» TEXT
+--
Suspect in police custody after Trier car incident
TRIER: A 51-year-old man suspected of killing five people including a baby as his car tore through a busy shopping street in the German city of Trier has been remanded in police custody, prosecutors said on Wednesday.
The prosecutors had said the suspect, who was under the influence of alcohol at the time of the incident on Tuesday afternoon, could be placed in psychiatric care.
But a judge ruled on Wednesday that he should be placed in custody, though no details were given of a possible motive.
The suspect, a native of the quaint city of Trier in Germany’s Rhineland-palatinate state, is accused of five counts of murder and 18 counts of attempted murder, the judge said.
He is accused of tearing through the pedestrian zone in a silver SUV, killing five people including a nine-week-old baby and injuring 18 others, six of them seriously.
The victims also included three women aged 25, 52 and 73 and a 45-year-old man — the father of the baby who was killed.
The suspect was arrested at the scene and police were able to question him but said there were no indications of a religious or political motive.
Hundreds of people gathered on Wednesday morning around Trier’s Porta Nigra Roman city gate to pay tribute to the victims, despite coronavirus restrictions.
“Let us maintain this solidarity that I am experiencing here, right now, in the weeks and months to come,” Trier mayor Wolfram
Leibe said. Rhineland-palatinate state premier Malu Dreyer condemned the “terrible event here in this beautiful city”.
+--
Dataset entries
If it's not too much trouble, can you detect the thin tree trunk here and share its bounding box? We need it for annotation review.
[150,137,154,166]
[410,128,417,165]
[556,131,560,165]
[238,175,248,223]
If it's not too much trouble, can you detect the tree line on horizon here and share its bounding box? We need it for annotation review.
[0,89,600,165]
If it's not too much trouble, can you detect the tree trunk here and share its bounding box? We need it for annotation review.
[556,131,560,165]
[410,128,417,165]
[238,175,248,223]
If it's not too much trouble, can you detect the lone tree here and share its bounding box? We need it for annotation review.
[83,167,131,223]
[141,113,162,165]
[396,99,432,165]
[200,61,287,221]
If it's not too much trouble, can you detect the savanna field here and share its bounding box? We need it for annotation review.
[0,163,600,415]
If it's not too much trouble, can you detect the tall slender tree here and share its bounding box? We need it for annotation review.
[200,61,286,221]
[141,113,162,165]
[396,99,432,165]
+--
» PROBLEMS AND TASKS
1 > Decide whether each statement below agrees with the news report on the Trier car incident. Answer yes or no for each, and quote the words of the report that decide it.
(a) A judge ordered the suspect into psychiatric care.
(b) Six of the injured people were seriously hurt.
(c) Police found signs of a political motive.
2 > Extend the news report on the Trier car incident, picking up after its final sentence.

» WRITTEN RESPONSES
1 >
(a) No: "a judge ruled on Wednesday that he should be placed in custody"
(b) Yes: "injuring 18 others, six of them seriously"
(c) No: "there were no indications of a religious or political motive"

2 >
“Nothing, really nothing, can justify this brutal and terrible act,” she said.
Separately, a Stuttgart court on Wednesday sentenced a German man to prison for his involvement with the Daesh militant group, but cleared him of plotting to attack a skating rink.
Dasbar W was arrested in December 2017 for allegedly planning to drive into crowds at an ice rink in Karlsruhe.
The court found insufficient proof to convict him for the alleged plot, but handed Dasbar W. five and a half years in jail for his links with the IS group.
Born in Germany, Dasbar W moved with his parents to their home country of Iraq in 2006.
He returned to Germany in 2014 and a year later made contact in online chat groups with other Daesh sympathisers.
He travelled back to Iraq in June 2015 and began acting as a middleman between a high-ranking Daesh member and a prominent imam in Erbil.
Prosecutors said he returned to Germany after receiving an order from the Daesh contact to carry out an attack — but he failed to execute the task as two French students sharing an apartment with him warned the police.